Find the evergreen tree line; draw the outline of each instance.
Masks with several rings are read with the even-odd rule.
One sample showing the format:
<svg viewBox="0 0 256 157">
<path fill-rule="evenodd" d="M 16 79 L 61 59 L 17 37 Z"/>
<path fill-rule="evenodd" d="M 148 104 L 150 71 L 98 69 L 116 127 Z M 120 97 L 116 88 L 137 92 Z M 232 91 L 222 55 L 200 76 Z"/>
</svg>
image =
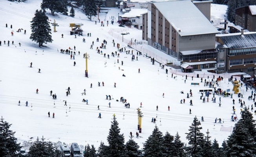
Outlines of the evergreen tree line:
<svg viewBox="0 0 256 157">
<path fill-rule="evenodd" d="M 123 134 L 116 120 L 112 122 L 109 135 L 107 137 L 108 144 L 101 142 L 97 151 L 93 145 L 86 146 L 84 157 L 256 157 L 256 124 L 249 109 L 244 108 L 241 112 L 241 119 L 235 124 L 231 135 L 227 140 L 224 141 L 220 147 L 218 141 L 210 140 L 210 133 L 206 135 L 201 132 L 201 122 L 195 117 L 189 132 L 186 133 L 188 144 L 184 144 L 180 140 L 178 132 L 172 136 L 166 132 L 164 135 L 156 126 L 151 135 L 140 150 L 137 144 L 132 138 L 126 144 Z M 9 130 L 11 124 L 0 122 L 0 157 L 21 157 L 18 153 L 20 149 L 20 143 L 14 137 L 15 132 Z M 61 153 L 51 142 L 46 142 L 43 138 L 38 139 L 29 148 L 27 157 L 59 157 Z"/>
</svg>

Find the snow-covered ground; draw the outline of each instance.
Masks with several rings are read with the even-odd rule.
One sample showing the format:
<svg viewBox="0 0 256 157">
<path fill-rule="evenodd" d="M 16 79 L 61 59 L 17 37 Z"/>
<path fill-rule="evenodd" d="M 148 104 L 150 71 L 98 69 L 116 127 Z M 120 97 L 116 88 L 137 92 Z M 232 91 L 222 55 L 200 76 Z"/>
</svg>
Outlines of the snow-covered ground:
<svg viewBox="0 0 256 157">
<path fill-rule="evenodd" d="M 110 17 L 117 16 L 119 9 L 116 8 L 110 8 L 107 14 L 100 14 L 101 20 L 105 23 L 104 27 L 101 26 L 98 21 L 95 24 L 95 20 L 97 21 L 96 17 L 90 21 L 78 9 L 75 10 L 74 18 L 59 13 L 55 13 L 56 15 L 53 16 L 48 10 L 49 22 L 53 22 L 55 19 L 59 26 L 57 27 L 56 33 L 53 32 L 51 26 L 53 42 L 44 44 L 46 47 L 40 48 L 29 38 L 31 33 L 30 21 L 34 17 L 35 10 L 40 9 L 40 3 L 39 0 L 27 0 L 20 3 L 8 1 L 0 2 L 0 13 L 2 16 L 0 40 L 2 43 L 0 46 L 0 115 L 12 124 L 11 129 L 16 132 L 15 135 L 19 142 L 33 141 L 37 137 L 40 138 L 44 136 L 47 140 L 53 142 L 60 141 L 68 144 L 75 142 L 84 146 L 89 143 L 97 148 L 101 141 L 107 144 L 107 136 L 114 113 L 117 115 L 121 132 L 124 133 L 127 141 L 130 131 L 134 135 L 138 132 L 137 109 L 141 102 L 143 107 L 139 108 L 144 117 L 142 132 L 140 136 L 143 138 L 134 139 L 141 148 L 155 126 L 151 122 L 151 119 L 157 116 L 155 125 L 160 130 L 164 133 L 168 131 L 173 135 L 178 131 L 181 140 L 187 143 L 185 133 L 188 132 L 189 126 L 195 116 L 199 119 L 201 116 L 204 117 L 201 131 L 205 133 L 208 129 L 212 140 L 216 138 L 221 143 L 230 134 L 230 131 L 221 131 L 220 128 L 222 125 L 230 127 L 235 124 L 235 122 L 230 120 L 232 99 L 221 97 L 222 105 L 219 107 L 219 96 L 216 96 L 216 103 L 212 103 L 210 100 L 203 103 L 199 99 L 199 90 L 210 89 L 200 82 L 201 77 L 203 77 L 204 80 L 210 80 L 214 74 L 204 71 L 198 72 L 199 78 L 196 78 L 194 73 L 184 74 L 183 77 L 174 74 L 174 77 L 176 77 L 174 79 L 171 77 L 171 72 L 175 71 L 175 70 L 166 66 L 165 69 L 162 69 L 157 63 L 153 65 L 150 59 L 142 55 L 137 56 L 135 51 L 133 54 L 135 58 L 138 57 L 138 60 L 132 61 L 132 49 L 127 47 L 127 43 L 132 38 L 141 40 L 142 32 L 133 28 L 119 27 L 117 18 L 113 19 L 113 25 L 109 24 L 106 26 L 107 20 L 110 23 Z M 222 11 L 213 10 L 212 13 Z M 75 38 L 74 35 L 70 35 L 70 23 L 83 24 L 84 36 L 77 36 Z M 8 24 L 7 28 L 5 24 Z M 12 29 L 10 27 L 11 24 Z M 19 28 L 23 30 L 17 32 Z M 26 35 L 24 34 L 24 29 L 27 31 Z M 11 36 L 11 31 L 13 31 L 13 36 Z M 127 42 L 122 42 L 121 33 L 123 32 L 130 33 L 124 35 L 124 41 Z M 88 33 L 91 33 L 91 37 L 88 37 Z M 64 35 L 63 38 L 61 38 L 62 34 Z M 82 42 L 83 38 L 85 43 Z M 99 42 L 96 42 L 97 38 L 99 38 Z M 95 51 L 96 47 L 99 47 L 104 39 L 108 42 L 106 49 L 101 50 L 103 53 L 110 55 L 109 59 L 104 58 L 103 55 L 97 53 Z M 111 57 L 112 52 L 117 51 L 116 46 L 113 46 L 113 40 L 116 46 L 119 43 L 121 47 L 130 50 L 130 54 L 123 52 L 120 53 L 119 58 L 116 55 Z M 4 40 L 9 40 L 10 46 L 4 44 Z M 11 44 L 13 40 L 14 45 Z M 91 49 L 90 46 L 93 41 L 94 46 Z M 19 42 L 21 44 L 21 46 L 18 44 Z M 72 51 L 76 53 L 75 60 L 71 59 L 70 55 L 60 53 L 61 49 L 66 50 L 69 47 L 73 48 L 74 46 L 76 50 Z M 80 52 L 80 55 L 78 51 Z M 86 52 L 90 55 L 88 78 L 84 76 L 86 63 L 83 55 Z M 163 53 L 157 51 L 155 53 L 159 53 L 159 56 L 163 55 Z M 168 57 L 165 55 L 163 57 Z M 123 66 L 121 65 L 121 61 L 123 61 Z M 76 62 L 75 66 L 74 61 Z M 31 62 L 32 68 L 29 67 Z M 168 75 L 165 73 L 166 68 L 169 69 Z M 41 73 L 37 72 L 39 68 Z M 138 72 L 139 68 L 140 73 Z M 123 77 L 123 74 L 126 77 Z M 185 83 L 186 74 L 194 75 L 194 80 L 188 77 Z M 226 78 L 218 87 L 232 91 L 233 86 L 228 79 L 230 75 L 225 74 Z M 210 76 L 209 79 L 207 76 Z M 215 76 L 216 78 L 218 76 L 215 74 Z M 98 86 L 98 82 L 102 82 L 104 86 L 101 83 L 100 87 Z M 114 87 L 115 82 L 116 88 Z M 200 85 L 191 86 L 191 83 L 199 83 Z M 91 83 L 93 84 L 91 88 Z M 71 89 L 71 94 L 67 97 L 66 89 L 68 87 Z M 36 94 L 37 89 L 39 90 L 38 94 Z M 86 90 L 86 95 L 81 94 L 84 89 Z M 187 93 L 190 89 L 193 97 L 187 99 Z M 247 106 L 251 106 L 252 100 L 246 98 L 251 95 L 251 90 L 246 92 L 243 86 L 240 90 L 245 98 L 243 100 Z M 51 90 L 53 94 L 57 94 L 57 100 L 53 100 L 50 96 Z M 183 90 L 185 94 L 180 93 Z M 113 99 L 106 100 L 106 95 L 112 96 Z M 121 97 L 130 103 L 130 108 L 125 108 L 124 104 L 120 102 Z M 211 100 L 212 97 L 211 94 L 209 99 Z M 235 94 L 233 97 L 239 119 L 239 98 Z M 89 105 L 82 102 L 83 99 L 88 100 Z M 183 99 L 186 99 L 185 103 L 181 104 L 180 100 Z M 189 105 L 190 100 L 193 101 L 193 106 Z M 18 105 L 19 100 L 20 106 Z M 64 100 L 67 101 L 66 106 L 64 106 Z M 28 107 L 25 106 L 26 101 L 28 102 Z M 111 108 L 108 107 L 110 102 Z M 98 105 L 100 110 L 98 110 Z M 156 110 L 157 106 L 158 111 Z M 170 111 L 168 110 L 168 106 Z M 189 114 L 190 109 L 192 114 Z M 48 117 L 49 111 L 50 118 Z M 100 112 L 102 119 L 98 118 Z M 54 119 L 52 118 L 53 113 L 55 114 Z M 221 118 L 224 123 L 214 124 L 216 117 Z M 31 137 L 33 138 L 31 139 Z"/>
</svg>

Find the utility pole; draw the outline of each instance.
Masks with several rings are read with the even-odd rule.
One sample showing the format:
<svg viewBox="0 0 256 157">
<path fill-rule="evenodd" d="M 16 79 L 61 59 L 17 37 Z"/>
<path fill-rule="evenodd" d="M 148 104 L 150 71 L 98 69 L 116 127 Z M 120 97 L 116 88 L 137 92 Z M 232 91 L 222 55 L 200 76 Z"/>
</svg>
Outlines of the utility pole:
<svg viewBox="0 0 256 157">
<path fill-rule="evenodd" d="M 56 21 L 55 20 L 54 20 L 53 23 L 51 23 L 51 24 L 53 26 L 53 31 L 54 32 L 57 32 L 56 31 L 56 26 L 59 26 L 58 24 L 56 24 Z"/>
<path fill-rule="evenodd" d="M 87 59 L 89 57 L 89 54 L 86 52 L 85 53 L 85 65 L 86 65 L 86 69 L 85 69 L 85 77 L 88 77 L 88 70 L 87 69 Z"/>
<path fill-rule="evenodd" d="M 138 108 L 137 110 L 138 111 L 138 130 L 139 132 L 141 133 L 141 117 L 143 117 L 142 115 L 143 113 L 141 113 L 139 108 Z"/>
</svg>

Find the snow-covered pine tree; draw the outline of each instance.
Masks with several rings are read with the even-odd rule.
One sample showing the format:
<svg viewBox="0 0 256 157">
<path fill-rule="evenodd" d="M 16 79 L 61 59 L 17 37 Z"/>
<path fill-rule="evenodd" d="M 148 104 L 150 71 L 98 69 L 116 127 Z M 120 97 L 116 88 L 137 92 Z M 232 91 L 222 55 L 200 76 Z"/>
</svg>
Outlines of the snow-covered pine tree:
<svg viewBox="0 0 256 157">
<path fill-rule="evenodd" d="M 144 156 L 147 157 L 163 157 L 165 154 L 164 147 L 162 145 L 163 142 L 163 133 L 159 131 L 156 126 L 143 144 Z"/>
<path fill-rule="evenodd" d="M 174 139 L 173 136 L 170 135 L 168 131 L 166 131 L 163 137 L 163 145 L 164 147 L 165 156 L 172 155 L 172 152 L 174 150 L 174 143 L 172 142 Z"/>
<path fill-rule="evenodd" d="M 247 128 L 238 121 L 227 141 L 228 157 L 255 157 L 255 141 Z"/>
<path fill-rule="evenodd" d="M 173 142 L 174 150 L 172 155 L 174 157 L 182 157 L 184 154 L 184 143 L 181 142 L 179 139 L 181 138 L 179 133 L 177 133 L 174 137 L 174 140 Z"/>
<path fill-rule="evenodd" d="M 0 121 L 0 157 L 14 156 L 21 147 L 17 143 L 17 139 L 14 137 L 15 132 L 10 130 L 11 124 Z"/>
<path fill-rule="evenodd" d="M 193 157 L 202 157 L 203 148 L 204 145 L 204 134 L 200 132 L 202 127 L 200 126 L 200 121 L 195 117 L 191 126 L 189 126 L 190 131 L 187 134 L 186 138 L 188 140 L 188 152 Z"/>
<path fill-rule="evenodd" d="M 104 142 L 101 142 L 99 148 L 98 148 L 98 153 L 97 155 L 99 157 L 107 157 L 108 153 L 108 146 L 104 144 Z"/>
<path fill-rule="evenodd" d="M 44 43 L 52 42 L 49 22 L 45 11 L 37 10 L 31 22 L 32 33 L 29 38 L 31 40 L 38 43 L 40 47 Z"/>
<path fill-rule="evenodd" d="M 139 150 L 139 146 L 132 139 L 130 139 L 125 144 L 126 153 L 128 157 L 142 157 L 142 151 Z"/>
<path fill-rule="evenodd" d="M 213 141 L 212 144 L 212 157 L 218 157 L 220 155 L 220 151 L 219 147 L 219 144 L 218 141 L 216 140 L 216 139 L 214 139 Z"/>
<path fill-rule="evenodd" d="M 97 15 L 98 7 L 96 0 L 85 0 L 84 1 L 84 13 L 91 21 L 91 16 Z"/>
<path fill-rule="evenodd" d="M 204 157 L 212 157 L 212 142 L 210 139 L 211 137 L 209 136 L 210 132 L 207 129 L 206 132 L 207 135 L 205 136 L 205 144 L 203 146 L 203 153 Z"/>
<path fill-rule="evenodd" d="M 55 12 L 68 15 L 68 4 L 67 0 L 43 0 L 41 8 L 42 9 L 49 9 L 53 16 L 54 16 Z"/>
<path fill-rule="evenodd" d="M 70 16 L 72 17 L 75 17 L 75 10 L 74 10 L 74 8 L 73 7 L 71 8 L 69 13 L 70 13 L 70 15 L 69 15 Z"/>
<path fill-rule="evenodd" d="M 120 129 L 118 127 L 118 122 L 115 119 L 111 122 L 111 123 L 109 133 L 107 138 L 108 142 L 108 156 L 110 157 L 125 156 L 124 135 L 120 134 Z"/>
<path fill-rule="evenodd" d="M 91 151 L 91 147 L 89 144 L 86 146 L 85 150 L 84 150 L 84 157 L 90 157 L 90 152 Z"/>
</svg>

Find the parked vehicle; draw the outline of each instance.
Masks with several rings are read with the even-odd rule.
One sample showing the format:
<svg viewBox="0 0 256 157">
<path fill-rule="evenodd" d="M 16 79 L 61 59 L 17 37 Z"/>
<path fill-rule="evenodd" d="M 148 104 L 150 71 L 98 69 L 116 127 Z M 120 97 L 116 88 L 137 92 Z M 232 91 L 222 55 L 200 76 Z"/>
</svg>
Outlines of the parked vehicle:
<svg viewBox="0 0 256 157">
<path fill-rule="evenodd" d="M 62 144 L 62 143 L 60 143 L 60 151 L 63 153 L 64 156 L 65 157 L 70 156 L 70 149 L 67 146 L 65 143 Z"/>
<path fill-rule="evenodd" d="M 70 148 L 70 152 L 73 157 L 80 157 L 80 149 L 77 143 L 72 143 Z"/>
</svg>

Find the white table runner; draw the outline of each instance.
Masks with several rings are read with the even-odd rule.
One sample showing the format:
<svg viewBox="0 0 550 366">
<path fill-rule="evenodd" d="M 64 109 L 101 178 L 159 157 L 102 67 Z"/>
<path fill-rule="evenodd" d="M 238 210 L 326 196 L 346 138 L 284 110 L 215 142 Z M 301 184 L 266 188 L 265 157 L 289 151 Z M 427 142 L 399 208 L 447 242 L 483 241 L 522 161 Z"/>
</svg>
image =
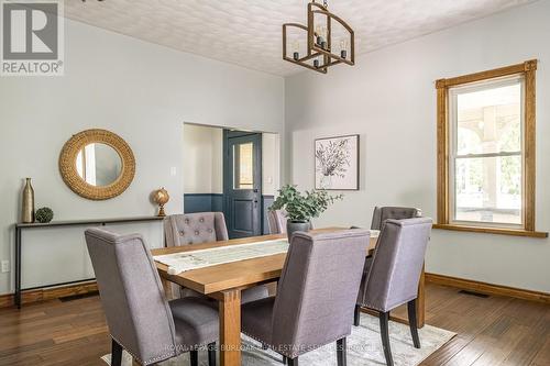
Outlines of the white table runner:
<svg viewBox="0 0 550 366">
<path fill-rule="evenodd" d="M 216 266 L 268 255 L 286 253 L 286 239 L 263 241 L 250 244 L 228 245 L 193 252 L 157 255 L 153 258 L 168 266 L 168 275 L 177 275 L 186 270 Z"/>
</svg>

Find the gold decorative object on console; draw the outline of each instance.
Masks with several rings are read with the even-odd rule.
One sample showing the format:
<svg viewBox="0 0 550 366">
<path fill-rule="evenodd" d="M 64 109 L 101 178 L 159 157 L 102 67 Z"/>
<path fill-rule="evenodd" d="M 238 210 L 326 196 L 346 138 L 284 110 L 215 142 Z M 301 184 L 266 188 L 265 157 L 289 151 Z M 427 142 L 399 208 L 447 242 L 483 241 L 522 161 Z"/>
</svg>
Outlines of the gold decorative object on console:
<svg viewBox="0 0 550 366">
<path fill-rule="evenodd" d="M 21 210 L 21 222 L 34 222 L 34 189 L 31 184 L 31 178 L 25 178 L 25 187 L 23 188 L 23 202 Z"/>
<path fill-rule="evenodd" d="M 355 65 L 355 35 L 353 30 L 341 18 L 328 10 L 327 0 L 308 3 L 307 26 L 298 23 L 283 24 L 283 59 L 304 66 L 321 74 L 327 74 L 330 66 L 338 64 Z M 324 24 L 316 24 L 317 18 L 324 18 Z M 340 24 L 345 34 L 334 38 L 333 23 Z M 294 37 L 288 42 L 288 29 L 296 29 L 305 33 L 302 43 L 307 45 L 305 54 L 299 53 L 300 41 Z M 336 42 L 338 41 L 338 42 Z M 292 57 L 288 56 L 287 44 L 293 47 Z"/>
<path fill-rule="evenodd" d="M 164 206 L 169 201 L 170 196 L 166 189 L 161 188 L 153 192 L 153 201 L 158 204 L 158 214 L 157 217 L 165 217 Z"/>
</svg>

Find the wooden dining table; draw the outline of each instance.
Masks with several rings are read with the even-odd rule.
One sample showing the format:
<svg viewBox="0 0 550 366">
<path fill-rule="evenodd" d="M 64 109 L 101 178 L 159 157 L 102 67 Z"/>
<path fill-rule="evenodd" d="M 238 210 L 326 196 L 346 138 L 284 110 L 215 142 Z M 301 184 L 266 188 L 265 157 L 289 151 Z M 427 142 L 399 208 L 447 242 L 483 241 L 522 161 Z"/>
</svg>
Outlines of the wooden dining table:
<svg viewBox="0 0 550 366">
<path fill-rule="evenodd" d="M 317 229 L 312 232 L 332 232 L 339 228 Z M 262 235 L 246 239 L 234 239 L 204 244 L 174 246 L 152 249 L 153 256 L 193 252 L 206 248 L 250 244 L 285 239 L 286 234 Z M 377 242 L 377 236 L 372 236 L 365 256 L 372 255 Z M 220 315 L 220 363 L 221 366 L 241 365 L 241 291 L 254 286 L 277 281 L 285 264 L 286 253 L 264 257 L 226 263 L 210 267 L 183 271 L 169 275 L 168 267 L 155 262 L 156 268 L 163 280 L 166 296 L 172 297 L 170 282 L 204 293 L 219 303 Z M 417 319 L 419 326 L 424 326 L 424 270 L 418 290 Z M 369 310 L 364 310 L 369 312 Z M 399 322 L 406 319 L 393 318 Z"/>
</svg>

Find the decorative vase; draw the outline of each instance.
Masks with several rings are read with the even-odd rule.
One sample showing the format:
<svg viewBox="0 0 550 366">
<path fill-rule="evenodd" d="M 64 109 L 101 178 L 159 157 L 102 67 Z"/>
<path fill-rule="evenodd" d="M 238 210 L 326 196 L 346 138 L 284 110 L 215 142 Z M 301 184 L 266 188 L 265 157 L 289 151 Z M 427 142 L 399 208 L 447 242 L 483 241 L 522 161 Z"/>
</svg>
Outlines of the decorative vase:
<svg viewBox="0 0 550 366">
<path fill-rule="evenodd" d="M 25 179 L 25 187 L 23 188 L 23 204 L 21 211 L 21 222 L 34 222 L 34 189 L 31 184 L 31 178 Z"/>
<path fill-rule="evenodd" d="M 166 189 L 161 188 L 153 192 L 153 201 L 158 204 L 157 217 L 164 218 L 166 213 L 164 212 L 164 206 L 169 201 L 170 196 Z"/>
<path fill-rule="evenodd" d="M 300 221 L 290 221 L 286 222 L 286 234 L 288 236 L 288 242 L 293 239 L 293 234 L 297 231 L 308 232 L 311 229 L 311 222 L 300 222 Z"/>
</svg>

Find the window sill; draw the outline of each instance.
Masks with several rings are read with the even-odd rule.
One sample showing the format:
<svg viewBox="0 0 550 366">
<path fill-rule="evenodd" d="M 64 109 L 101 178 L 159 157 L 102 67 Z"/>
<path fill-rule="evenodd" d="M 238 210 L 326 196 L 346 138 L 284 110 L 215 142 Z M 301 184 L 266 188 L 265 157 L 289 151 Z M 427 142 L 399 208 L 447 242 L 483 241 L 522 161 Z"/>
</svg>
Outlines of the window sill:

● ● ●

Job:
Convert the lines from the one holding "Find the window" through the end of the items, inclusive, into a JSON list of strings with one string per line and blank lines omitted.

Finished answer:
[
  "Find the window sill; draw the outline of each instance.",
  "Masks with several rings are read with the even-odd rule.",
  "One sample showing the format:",
  "<svg viewBox=\"0 0 550 366\">",
  "<path fill-rule=\"evenodd\" d=\"M 64 109 L 101 178 L 159 157 L 102 67 Z\"/>",
  "<path fill-rule=\"evenodd\" d=\"M 238 210 L 326 196 L 346 138 L 284 110 L 215 142 Z M 301 184 L 266 188 L 265 157 L 289 151 Z M 427 142 L 399 208 L 447 242 L 483 241 L 522 161 Z\"/>",
  "</svg>",
  "Outlines of the window sill:"
]